**原文节选**.
************

撰文 | 常夏中
编辑 | 张火鸟
最近,一名公益人想做的一项公益计划让关宏宇印象深刻。那名公益人去了甘肃一所农村学校,看到孩子们在玩一个已经瘪了的篮球,玩得很起劲。他很难过,决定筹款为农村孩子买篮球。
出于职业敏感,关宏宇当即想到了一个问题:没有新篮球玩,是这些孩子面临的真问题吗?篮球虽然是旧的,可是孩子们玩得很开心;要说他们缺乏的是新篮球,他们同样缺乏很多其他物品,比如像样的篮筐、衣服、运动鞋。那么,捐钱、买几个新的篮球,真的解决这些孩子的问题了吗?
“我们机构能力有限,我想,能帮一点算一点吧!”
这样的回答,并没有让习惯于追问“为什么”的关宏宇和她的团队满意。
2018年11月16日下午,北京后圆恩寺胡同一家书店内,“三一学者”分享会正在进行。陕西师范大学试验经济研究所(CEEE)博士后、“三一学者”、“看清未来”项目负责人关宏宇,以上述例子开启了她的分享,并向听众抛出了两个问题:“农村孩子们没有新篮球玩”,是一个真实的社会问题吗? “帮一点算一点”的做法,是否真能解决问题?
“三一学者”关宏宇
分享会现场的听众来自全国各地,其中不乏自掏腰包赶来北京参加分享会的公益人。大家略带错愕地沉浸在对这两个问题的思考中——他们从来没有这样想过问题,有的人面露疑惑,有的人窃窃讨论起来。

************

**任务要求**.
1 - 请照录关于关宏宇分享会的文章中从“2018年11月16日下午,北京后圆恩寺”起、到“露疑惑,有的人窃窃讨论起来。”止(含这一句)的内容。
2 - 根据关于关宏宇分享会的文章,“三一学者”分享会是哪一天举行的?
3 - 从关于关宏宇分享会的文章最后一句之后接着往下写。

************

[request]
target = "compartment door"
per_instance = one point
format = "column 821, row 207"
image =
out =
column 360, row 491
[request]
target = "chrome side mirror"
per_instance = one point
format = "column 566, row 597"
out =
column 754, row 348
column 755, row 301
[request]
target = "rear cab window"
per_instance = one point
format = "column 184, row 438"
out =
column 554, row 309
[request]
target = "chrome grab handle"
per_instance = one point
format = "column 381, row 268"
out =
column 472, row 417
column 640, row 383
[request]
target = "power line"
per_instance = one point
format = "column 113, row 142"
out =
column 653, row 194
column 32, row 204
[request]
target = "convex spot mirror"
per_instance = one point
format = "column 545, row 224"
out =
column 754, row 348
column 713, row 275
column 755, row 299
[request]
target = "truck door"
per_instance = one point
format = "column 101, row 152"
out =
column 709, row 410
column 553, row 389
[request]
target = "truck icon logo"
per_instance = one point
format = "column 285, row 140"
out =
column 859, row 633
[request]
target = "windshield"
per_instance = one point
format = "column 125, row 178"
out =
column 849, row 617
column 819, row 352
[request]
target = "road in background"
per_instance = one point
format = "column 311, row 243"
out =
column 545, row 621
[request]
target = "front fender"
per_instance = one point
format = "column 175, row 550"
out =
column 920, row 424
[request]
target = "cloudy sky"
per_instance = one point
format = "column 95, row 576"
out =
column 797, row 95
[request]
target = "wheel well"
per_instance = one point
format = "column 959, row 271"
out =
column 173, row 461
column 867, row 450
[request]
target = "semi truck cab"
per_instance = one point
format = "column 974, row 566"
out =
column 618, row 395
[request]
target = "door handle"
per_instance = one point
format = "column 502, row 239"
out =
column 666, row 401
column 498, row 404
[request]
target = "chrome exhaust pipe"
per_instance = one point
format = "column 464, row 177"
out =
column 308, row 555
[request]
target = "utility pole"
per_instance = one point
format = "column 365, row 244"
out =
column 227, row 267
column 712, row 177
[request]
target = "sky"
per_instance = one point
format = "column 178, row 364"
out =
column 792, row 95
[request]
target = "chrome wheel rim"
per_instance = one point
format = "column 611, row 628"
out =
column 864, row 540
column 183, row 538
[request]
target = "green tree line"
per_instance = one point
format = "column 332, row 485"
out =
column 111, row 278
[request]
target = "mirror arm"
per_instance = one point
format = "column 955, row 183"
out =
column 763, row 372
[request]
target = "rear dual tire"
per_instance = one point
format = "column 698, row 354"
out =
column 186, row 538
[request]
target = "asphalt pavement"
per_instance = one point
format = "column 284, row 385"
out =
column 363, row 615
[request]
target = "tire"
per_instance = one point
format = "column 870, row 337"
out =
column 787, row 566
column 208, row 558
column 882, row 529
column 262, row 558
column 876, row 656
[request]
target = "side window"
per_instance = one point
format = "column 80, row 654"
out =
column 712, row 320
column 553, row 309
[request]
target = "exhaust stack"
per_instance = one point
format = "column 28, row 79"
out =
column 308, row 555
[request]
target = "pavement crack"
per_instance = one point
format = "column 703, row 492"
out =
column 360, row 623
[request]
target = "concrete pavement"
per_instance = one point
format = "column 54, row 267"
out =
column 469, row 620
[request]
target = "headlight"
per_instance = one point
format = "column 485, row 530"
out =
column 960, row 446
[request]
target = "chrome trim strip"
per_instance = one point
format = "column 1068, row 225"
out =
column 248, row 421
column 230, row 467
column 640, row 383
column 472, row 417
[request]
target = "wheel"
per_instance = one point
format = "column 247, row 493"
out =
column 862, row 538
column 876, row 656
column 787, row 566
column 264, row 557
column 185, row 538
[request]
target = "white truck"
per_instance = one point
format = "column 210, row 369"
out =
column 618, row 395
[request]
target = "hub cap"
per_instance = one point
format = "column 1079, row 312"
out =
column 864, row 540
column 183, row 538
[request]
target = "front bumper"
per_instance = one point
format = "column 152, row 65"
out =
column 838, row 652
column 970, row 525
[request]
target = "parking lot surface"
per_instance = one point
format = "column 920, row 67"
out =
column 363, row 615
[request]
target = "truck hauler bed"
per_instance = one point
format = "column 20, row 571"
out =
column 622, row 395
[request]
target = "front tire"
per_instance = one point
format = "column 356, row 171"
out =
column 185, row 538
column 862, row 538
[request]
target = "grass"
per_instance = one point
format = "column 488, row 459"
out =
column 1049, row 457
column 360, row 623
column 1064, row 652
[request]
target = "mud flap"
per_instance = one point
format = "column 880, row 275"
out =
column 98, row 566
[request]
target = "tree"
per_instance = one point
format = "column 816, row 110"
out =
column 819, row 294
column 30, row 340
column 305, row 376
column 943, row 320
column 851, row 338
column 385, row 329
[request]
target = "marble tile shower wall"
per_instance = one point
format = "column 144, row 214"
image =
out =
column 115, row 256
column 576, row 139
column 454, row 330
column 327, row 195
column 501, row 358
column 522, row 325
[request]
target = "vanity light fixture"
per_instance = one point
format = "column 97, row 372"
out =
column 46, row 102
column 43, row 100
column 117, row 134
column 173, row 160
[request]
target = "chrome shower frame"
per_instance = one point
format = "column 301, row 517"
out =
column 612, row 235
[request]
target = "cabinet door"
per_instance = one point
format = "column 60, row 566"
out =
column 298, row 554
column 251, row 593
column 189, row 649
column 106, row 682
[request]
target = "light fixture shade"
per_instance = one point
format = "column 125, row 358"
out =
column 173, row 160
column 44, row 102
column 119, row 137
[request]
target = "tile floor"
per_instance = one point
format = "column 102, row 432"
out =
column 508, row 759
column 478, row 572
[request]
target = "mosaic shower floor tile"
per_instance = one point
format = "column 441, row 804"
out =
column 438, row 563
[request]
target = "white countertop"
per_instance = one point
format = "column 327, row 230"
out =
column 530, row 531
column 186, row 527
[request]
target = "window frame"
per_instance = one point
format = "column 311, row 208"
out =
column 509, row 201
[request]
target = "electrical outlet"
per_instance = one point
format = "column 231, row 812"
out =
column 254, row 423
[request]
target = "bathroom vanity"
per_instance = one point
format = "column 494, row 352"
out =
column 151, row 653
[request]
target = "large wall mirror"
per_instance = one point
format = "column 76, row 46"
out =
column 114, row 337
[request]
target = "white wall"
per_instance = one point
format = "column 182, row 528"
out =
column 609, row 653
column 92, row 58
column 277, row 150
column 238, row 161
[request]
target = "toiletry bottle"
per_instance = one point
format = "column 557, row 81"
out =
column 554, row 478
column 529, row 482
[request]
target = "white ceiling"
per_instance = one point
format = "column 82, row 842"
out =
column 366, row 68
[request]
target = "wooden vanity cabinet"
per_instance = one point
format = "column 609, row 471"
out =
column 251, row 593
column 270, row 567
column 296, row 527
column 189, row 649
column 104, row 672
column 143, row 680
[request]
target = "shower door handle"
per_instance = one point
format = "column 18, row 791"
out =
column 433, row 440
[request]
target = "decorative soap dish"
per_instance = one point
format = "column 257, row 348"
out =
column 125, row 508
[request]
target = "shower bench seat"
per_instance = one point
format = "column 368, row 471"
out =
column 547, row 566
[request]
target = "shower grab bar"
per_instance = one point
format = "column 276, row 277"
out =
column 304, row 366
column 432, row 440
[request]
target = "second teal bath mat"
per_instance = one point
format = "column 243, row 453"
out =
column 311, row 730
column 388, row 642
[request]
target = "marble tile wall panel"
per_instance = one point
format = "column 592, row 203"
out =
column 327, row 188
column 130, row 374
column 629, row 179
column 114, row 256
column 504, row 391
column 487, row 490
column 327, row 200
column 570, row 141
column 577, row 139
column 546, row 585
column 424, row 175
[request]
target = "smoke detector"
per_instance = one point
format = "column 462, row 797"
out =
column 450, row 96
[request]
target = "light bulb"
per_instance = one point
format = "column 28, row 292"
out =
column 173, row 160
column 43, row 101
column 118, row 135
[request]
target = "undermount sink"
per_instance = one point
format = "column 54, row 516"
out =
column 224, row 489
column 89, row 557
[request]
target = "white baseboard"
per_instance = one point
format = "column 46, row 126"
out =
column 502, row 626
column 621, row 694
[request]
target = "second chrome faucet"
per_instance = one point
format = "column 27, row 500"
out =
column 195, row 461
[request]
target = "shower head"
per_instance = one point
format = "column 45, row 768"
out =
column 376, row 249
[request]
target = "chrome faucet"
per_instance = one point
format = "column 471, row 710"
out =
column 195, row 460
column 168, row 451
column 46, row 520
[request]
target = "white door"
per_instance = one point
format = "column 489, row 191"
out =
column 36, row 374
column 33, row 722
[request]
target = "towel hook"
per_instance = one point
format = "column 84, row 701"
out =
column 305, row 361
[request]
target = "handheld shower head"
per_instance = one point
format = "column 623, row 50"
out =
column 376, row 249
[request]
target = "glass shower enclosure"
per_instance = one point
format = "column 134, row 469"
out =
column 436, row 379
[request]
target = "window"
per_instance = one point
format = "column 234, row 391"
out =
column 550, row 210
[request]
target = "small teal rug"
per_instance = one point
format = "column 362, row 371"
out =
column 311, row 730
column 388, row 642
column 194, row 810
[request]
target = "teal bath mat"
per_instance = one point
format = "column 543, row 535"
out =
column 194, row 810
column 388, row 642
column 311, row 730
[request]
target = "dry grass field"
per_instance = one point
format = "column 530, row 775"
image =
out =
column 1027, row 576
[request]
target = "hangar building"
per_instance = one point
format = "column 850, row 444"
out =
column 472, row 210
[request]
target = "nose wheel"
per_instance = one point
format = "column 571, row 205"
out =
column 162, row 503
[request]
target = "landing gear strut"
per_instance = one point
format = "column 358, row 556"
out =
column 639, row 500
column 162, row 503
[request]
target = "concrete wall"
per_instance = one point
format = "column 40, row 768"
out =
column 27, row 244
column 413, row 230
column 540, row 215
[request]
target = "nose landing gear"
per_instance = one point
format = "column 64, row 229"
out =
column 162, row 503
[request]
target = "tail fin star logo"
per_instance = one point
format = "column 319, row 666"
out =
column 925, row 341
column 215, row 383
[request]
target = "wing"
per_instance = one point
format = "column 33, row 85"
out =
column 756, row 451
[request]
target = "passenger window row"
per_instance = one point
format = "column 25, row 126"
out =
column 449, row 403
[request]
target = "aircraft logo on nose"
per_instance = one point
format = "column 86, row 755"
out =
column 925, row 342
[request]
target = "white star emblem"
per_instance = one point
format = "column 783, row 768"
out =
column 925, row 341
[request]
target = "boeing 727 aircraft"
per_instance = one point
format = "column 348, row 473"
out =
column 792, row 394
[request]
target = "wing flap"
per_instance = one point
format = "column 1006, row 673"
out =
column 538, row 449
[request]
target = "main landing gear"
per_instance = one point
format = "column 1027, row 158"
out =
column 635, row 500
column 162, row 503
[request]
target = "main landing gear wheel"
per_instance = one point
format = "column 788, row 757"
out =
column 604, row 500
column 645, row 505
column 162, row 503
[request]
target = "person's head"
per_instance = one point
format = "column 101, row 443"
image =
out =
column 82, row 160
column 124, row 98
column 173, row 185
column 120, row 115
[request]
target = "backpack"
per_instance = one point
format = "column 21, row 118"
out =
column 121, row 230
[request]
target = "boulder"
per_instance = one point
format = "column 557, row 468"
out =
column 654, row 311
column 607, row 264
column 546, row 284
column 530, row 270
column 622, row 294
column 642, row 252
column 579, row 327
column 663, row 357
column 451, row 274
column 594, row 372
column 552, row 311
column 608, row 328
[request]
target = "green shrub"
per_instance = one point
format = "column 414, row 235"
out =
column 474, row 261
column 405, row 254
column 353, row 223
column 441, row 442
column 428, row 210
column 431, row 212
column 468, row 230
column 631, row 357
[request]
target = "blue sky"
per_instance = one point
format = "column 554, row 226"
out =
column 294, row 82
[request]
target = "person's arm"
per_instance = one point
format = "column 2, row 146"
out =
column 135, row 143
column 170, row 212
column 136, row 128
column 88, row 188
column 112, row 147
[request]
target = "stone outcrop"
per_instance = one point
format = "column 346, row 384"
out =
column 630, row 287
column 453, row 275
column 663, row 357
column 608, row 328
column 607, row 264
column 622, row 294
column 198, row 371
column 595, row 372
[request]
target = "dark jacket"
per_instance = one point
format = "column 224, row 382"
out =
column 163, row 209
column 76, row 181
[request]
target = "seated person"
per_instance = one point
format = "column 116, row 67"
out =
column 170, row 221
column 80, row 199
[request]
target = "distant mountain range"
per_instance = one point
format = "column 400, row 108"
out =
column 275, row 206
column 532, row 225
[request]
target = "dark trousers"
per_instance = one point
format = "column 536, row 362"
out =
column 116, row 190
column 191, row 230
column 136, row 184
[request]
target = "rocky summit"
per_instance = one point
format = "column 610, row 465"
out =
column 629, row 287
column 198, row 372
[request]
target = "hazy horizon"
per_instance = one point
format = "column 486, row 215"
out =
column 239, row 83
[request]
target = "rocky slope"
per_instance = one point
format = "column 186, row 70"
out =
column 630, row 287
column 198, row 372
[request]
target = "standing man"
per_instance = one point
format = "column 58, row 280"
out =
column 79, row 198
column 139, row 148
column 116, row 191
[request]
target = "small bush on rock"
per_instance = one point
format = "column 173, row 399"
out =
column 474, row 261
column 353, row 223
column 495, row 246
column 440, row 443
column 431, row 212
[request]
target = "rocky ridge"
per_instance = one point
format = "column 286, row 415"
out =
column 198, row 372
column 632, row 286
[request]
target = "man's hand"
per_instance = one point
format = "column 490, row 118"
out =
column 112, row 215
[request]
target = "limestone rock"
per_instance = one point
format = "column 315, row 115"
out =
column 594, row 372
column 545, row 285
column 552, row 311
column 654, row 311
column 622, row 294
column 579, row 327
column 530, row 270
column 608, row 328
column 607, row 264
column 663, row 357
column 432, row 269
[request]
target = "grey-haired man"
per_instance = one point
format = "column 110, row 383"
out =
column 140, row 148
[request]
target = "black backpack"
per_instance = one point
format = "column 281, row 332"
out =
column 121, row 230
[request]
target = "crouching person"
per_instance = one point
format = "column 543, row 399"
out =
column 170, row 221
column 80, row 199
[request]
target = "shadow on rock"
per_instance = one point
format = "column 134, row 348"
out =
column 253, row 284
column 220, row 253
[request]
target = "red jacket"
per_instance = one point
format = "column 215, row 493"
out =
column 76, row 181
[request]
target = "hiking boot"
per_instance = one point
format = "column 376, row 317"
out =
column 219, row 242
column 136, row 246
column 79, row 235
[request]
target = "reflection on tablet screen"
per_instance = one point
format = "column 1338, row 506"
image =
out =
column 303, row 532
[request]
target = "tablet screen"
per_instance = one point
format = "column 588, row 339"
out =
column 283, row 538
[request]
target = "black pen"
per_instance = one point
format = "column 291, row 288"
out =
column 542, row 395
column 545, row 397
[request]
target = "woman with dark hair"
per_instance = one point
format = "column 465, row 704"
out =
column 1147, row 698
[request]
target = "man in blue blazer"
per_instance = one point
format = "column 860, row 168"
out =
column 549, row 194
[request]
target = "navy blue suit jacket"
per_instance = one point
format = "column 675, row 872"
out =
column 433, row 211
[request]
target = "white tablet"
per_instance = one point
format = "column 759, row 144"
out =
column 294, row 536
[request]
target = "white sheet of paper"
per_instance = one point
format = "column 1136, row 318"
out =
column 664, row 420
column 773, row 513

************

**答案汇总**.
1 -
2018年11月16日下午,北京后圆恩寺胡同一家书店内,“三一学者”分享会正在进行。陕西师范大学试验经济研究所(CEEE)博士后、“三一学者”、“看清未来”项目负责人关宏宇,以上述例子开启了她的分享,并向听众抛出了两个问题:“农村孩子们没有新篮球玩”,是一个真实的社会问题吗? “帮一点算一点”的做法,是否真能解决问题?
“三一学者”关宏宇
分享会现场的听众来自全国各地,其中不乏自掏腰包赶来北京参加分享会的公益人。大家略带错愕地沉浸在对这两个问题的思考中——他们从来没有这样想过问题,有的人面露疑惑,有的人窃窃讨论起来。

2 - 2018年11月16日下午。

3 -
关宏宇继续讲道:“我们始终非常强调用科学的精神和力量来做公益。这种理念,我们称之为科学公益。科学公益一定是以社会问题作为导向,它要从识别一个真的社会问题开始,通过实证研究,提出解决方案并根据方案做出行动,最后用一环又一环的影响评估,找到最恰当的办法。这个办法不仅有效,而且可复制、可推广、可持续。”
“科学公益一定是聚焦‘真问题’的”
2012年9月,CEEE启动了“看清未来”项目。从陕西省、甘肃省随机抽取252所小学的19997名学生展开基线调查和视力测试,结果显示,全部样本学生的平均近视率为24%。
这种现象是否为甘肃、陕西特有?关宏宇他们在上海打工子弟学校、广州北部农村地区等四个样本地区做了大规模样本视力筛查,发现这些地区的小学生近视率基本都超过20%。
关宏宇他们还发现,仅有17%农村近视孩子配戴了眼睛,中国农村约有3000万孩子的视力需要矫正,平均来说,大约每3个农村孩子就有一个是近视。
“在这里,我们遇到了第一个要做出判断的问题:农村孩子存在较为普遍的近视,这里面的真问题到底是什么?是‘农村孩子视力不好’?还是‘农村近视孩子的视力未得到矫正’?”关宏宇引导大家思考道,“而我们关注农村孩子视力不佳的目的是什么,仅仅是为了做研究?当然不是。我们是希望让他们看得清楚,希望农村学生不要因为未矫正的视力问题而影响学业表现甚至是未来发展。这才是我们的目标。”关宏宇说。
事实上,针对近视问题,最简单有效的方法,就是给孩子们配戴合适的近视眼镜,一秒钟解决眼睛看不清的问题。“眼镜早在800年前就被发明出来了,可是为什么农村依然有这么多孩子没有戴?我们由此聚焦到了农村近视孩子不戴眼镜这个真问题上。”关宏宇说。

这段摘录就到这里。